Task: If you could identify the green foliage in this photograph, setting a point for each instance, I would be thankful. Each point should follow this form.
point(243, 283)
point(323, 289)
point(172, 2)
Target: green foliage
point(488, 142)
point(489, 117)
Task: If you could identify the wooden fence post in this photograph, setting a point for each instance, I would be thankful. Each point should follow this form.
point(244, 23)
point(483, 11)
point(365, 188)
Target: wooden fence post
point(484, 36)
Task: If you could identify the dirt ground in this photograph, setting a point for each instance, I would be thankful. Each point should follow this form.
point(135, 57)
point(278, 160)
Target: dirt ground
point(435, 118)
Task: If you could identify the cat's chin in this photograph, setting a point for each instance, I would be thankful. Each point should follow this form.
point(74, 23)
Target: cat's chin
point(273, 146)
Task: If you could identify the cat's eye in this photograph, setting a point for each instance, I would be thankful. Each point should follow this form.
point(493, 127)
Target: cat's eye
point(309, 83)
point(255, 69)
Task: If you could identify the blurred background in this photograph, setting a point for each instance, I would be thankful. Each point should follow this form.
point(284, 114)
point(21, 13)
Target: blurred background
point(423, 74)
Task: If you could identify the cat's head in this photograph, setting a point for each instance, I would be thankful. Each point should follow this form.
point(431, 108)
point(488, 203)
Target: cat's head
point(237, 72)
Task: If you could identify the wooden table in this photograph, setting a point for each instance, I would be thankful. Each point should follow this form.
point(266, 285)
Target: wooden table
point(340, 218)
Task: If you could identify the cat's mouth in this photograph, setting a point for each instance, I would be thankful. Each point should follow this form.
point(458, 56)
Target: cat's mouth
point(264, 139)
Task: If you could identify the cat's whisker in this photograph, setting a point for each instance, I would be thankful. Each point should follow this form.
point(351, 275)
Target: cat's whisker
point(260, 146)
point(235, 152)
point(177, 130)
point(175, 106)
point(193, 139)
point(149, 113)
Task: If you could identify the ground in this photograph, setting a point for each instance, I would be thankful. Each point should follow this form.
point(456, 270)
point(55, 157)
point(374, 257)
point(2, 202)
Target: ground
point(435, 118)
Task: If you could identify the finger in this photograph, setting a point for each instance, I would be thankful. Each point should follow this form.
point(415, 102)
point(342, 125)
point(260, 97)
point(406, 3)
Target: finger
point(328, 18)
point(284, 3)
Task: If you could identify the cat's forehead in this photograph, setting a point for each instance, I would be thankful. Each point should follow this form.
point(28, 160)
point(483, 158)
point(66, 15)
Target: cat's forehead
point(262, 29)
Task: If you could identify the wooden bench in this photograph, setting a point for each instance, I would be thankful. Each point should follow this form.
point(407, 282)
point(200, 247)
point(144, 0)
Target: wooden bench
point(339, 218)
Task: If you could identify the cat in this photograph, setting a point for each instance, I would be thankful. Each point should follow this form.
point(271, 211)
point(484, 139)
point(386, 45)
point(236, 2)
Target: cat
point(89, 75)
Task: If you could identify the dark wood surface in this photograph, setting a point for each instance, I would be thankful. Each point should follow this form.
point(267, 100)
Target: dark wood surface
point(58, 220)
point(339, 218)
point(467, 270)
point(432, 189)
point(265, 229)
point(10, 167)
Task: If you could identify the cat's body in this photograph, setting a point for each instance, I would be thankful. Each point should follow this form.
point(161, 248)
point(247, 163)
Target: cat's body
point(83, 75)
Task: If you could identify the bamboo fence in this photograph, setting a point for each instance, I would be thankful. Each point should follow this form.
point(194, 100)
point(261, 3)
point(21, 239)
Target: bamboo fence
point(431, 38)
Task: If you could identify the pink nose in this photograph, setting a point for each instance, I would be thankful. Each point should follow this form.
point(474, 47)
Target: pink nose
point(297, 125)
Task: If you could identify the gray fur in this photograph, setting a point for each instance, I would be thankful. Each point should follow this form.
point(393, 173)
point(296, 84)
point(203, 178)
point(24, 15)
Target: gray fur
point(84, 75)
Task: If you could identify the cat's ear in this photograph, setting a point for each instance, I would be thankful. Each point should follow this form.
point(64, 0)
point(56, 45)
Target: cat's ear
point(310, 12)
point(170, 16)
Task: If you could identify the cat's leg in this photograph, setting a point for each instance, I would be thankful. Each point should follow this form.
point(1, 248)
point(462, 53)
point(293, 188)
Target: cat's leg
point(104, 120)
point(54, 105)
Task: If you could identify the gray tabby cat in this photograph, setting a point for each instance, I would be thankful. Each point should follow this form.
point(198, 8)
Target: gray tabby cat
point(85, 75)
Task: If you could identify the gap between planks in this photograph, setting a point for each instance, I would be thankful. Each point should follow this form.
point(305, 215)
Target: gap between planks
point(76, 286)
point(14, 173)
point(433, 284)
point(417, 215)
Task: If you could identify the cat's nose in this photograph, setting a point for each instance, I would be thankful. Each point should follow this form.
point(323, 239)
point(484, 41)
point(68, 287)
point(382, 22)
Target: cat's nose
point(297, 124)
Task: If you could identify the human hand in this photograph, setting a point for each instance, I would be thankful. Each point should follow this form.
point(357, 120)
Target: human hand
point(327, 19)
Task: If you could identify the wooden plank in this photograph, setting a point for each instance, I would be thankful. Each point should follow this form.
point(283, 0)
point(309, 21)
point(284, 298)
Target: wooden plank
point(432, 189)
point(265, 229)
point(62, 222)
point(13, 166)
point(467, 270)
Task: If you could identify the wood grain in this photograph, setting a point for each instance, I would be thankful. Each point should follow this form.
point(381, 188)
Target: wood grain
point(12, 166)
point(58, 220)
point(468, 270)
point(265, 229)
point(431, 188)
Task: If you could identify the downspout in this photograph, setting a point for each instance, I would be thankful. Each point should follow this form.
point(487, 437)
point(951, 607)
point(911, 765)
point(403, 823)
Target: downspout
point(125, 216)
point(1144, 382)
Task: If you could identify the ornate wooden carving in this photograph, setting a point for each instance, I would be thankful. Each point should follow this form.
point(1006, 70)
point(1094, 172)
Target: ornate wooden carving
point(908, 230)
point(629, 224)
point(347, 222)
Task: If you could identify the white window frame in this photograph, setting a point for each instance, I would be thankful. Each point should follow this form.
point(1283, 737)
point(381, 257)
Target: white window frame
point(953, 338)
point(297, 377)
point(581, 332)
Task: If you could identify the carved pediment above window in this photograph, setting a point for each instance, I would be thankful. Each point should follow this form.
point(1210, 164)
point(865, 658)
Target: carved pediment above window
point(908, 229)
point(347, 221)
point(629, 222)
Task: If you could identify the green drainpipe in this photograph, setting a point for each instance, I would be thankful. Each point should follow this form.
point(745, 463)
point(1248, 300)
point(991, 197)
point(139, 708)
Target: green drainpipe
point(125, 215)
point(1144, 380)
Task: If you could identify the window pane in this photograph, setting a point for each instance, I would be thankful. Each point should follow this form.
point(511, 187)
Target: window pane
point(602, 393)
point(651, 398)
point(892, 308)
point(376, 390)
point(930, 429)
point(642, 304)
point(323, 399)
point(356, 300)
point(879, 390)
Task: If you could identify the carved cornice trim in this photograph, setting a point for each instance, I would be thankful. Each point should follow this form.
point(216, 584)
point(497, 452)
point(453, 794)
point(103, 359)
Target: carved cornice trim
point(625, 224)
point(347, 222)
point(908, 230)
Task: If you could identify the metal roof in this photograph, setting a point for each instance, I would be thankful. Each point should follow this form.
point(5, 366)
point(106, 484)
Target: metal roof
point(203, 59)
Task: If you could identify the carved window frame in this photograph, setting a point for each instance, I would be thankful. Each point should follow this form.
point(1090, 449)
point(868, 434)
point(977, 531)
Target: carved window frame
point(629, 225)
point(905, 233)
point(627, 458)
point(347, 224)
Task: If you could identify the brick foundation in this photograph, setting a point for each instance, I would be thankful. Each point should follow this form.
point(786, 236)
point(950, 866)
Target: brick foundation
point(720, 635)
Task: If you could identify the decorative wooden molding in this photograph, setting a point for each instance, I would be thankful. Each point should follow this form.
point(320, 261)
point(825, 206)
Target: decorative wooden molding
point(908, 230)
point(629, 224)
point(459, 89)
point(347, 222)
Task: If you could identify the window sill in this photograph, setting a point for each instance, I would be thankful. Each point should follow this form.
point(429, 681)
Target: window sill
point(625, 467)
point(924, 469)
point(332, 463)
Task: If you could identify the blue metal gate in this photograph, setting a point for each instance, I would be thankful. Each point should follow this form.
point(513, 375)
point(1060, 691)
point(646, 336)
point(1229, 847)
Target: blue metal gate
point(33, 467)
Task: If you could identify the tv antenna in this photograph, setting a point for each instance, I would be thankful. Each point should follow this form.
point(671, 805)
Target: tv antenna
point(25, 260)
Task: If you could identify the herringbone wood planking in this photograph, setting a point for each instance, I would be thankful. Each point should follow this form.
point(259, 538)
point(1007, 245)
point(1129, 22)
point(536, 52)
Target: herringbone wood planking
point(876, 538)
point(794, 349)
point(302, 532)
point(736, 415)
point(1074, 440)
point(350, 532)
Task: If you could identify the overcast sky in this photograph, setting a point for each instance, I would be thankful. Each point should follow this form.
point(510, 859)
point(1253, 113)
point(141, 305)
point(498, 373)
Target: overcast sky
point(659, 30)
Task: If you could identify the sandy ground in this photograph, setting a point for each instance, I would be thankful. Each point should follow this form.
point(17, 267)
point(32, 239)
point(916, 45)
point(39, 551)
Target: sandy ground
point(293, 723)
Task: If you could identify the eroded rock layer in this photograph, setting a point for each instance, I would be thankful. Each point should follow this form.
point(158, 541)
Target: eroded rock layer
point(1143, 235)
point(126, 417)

..............................

[Written instruction]: Copy exactly the lines above, from the one containing "Task: If you could identify the overcast" through the very last line.

[Solution for this exercise]:
Task: If you could identify the overcast sky in this photograph, setting a point for each instance, I would be thankful. Each point should follow this form.
point(510, 859)
point(1253, 113)
point(141, 305)
point(498, 373)
Target: overcast sky
point(659, 30)
Task: If you could identify the sandy ground in this photograph, setting a point for each instance, I would be thankful. Each point should follow this form.
point(17, 267)
point(32, 239)
point(916, 45)
point(39, 551)
Target: sandy ground
point(293, 723)
Task: If you could identify the eroded rock layer in this photograph, setting a point for each instance, I would be thankful. Each point should follow this form.
point(158, 541)
Target: eroded rock layer
point(1143, 235)
point(126, 417)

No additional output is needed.